• **Datos**:

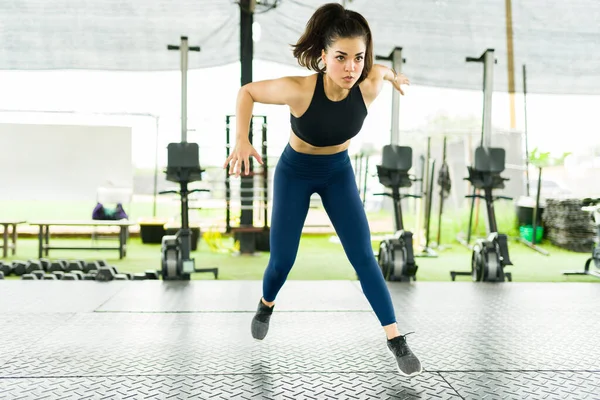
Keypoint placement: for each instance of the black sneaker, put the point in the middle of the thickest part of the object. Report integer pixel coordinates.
(408, 364)
(260, 322)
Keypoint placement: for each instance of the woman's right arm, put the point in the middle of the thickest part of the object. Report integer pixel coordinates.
(280, 91)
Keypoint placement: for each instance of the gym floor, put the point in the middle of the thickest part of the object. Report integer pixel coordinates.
(191, 340)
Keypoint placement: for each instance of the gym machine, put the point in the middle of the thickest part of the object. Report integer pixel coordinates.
(490, 254)
(445, 184)
(251, 238)
(427, 174)
(396, 255)
(593, 206)
(183, 167)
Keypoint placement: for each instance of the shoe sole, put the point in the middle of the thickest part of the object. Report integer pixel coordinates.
(400, 371)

• **Enunciado**:
Cambia "gym machine" por "exercise machine" y vuelve a escribir todas las líneas sin ninguna otra modificación. No incluyas la imagen en tu respuesta.

• **Solución**:
Keypoint placement: for each instance of the black sneaker, put the point in the middle of the thickest part of the object. Report integer pixel coordinates.
(408, 364)
(260, 322)
Keypoint placement: for each instance of the woman's right arm, put the point in the middle of the thickest part of the object. Report integer pixel coordinates.
(280, 91)
Keypoint placement: for each instance of the gym floor, put the point in the middle of the thickest part of the object. Report integer pixel coordinates.
(191, 340)
Keypoint placement: for each instance of the exercise machine, put the point in the middle of the thickest part of the object. Report integer pixel coordinates.
(490, 254)
(445, 184)
(251, 238)
(427, 174)
(396, 255)
(593, 206)
(183, 167)
Keypoint placement: for each instance of the shoe sole, put the point in the middle of the thickest part of the object. Report integer pixel coordinates.
(400, 371)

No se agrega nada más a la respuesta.